→ Entries provided:
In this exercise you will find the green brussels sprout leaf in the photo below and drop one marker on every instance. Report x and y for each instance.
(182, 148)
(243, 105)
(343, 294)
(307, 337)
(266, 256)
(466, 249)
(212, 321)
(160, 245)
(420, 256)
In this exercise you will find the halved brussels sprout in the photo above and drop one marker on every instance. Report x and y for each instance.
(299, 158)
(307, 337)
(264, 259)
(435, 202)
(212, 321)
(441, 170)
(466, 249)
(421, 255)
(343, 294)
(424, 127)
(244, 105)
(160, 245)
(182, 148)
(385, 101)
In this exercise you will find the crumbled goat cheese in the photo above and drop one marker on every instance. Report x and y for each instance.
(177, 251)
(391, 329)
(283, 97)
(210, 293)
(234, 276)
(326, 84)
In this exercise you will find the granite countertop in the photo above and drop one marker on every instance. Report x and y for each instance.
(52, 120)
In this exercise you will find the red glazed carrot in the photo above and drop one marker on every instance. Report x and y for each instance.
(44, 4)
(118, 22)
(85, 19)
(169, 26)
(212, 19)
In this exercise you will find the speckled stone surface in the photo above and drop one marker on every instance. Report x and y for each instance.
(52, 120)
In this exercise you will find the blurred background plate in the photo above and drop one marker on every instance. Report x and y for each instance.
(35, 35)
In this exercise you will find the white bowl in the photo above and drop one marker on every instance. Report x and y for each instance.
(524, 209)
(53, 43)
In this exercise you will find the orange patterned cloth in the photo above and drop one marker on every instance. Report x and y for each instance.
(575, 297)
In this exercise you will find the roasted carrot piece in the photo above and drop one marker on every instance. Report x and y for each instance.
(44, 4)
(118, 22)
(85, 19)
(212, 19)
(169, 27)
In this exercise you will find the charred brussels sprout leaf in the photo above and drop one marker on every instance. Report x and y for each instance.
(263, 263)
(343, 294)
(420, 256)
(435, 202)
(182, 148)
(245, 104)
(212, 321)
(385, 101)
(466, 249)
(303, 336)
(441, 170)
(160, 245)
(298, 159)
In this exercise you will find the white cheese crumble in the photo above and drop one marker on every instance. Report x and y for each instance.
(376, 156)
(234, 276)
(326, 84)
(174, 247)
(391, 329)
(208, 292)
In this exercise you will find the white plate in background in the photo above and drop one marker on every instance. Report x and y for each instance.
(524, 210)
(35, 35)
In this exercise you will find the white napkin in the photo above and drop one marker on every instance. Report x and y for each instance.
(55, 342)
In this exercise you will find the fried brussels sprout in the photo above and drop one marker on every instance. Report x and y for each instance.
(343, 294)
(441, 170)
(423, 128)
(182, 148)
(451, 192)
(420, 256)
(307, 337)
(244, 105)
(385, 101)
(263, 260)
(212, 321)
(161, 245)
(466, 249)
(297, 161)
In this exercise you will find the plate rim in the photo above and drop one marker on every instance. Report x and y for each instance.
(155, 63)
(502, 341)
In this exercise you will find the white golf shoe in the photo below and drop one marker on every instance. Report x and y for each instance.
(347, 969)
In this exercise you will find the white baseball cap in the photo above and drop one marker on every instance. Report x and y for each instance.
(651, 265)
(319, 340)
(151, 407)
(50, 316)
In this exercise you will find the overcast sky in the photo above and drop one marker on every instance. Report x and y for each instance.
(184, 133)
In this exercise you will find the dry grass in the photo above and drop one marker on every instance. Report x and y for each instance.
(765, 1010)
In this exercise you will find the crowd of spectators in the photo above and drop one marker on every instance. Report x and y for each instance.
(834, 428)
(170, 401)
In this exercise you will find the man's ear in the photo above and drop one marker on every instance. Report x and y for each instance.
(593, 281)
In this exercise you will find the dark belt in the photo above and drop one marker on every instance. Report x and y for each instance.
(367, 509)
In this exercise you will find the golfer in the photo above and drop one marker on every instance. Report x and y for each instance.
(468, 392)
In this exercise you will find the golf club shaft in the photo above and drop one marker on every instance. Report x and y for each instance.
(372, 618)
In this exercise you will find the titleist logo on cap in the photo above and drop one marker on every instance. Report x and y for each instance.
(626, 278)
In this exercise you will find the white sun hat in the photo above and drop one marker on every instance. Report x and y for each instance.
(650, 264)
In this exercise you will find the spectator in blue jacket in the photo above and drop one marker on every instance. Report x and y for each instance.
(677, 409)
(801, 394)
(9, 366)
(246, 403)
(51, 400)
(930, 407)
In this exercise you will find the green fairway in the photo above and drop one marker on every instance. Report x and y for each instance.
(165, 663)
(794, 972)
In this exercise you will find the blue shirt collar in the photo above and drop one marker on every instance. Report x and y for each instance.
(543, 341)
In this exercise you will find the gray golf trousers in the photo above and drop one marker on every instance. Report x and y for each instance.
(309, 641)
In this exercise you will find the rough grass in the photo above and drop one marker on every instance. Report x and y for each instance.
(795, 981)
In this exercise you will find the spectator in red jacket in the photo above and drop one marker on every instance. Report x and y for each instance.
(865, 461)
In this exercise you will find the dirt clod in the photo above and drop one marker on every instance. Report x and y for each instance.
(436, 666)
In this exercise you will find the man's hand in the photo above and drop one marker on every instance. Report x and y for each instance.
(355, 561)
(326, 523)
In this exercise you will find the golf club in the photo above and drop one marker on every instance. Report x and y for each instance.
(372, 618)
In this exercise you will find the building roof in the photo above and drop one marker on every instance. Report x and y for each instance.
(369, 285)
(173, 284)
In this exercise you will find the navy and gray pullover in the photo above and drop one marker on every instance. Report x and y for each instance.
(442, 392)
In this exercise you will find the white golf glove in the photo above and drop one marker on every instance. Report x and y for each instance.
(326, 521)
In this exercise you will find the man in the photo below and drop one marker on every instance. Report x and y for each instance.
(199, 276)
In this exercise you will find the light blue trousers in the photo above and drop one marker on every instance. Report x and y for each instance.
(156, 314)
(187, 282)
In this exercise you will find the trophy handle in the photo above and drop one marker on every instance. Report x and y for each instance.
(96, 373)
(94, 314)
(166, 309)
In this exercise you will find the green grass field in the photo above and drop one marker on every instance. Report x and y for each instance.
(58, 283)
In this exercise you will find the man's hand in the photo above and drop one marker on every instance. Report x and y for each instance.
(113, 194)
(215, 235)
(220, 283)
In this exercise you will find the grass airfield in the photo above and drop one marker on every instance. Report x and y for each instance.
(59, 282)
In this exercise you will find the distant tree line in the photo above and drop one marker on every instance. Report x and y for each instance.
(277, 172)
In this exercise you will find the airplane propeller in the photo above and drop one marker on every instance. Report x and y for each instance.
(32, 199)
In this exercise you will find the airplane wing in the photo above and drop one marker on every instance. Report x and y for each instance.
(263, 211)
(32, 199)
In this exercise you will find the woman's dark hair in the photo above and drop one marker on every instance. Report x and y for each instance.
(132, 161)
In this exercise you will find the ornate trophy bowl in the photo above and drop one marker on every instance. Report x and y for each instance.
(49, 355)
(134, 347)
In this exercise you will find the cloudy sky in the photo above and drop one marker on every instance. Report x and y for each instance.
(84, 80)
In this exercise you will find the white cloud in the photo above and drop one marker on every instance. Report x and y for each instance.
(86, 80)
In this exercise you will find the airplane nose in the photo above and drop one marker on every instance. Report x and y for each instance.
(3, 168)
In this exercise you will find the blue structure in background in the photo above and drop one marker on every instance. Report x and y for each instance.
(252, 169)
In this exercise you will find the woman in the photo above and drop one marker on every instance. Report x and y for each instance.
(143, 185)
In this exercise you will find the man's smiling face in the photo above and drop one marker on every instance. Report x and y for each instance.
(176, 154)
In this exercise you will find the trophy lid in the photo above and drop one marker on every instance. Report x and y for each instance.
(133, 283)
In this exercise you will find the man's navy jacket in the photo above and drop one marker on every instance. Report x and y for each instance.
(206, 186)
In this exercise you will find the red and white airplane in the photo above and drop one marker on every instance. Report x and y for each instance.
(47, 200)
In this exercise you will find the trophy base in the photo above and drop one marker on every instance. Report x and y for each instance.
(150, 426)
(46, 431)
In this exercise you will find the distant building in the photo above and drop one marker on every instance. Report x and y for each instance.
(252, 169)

→ Task goal: Set each line down exactly, starting with the one that contains "In this exercise you will find the trophy lid" and ending with the last line of the listing; add nothing else.

→ Your solution:
In this exercise you will find the trophy lid in the photo above and drop one marker on every instance. Report x and y for each instance.
(133, 283)
In this exercise you will find the man's navy jacket in the photo above and drop one marker on every instance. Report x and y for each instance.
(206, 186)
In this exercise you will find the red and white airplane in the photo above and drop one marker on every instance. Report x and y for each instance.
(47, 200)
In this exercise you will find the trophy base in the photo above and drop one marker on every instance. Report x and y for each instance.
(150, 426)
(46, 431)
In this exercise you will find the distant building in the photo above and drop one marker on every instance. Report x and y for each instance.
(252, 169)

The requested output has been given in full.